Hi, I’m Elliot and I’m haunted by a spirit. And I’m scared.
Well, I’m not scared of the spirit, because it’s only a spirit in need and only
happens to visit in the days leading up to Halloween, I’m scared, because I
feel it needs my help and I don’t know how!
I don’t know how or when exactly it happened, but maybe I
should start from the beginning. What I do know is this: I know his name. I
know what he used to do and everything that is easy available through an
extensive search on the internet, considering he used to be relatively famous.
I know, I know, you might think right now that I’m simply obsessed with someone
I can’t have. Like one of those celebrity crushes gone too far, but instead of
me creeping into the person’s home and taking a swim in his pool a la Keanu
Reeves stalker, I pretend to be haunted by him once a year. I guarantee you this
is not the case. And sincerely I wish it were so simple.
It all started innocently enough with a young version of
myself flipping through a teen magazine, years before he died. I came across
the “heartthrob to look out for” section and one of the pictures was the spirit
paying yearly visits to yours truly. I kept flipping through the pages *flip
flip flip flip flip -stop-* there he was in his most seductive, but still cute
and not too overtly sexual pose. I stared at his picture and had this weird
sensation. And it wasn’t the type that feels like a sneeze only better for the
female population. It was a strange almost trance-like feeling. A tragic
foreboding; a tug at the heart, and a deep-rooted sadness that I couldn’t
explain. I stared at it for minutes on end until my kid brother came bustling
into our shared bedroom (nothing out of the ordinary where I’m from). Ripped
out of my strange trance, I picked up a pair of scissors and cut out his
picture. I thought, hoped, whatever, that I could make sense of what had just
happened when I looked at it more closely at a later time.
I never found that picture again.
Fast forward what feels like a million years, to a time and
place where I felt both safe and protected; away from strange sensations and unanswered
questions. Although, I have to admit that between that scene of foreshadowing and
the next, there were strange times when I could not put my finger on what exactly
was going on, but I just filed them under “strange things that happened during
the Halloween season”.

RECORDED INFORMATION =>

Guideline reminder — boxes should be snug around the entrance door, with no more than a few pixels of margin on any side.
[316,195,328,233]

* * *

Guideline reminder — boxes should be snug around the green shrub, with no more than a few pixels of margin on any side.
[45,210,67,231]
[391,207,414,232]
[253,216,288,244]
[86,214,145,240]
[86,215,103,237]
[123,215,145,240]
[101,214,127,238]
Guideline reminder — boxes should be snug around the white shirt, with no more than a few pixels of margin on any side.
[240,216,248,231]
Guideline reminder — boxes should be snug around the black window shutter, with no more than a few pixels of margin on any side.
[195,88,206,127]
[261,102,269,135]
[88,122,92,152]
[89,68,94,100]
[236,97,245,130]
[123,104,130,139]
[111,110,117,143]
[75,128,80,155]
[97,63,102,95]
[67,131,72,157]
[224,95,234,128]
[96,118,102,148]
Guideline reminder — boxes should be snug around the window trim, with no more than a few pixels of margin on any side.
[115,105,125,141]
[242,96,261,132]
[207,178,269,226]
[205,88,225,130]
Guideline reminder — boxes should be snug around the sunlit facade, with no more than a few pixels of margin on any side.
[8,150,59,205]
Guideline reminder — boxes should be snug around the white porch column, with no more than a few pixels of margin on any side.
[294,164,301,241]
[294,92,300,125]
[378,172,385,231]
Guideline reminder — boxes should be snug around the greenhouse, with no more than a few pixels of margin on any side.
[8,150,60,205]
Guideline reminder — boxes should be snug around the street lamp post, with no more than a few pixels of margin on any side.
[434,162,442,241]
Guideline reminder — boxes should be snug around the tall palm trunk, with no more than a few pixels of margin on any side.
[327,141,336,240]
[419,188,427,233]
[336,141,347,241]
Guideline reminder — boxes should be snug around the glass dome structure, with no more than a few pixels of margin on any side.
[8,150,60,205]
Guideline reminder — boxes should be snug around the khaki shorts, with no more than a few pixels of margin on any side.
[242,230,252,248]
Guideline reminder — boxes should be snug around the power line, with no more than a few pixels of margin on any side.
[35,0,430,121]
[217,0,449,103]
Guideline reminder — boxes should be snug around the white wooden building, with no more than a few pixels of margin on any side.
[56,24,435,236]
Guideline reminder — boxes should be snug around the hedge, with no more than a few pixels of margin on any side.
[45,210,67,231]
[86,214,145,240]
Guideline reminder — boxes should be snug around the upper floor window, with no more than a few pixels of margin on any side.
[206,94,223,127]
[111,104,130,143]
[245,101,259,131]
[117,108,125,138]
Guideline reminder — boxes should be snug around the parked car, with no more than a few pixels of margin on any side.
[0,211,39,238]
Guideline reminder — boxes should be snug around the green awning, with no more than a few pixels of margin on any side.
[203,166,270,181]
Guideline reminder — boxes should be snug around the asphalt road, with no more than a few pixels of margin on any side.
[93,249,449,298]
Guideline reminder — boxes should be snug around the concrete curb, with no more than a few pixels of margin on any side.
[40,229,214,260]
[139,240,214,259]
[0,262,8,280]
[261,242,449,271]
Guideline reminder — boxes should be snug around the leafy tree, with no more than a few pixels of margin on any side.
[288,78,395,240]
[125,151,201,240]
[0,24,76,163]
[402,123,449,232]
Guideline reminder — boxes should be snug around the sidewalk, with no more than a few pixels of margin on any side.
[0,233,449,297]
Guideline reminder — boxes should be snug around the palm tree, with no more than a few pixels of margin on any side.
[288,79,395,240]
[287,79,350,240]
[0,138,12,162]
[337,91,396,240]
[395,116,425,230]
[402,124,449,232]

WHAT TO DO => Reproduce verbatim the stretch of the haunting narrative from "I don’t know how or" through "were so simple.".

THE OUTPUT =>
I don’t know how or when exactly it happened, but maybe I
should start from the beginning. What I do know is this: I know his name. I
know what he used to do and everything that is easy available through an
extensive search on the internet, considering he used to be relatively famous.
I know, I know, you might think right now that I’m simply obsessed with someone
I can’t have. Like one of those celebrity crushes gone too far, but instead of
me creeping into the person’s home and taking a swim in his pool a la Keanu
Reeves stalker, I pretend to be haunted by him once a year. I guarantee you this
is not the case. And sincerely I wish it were so simple.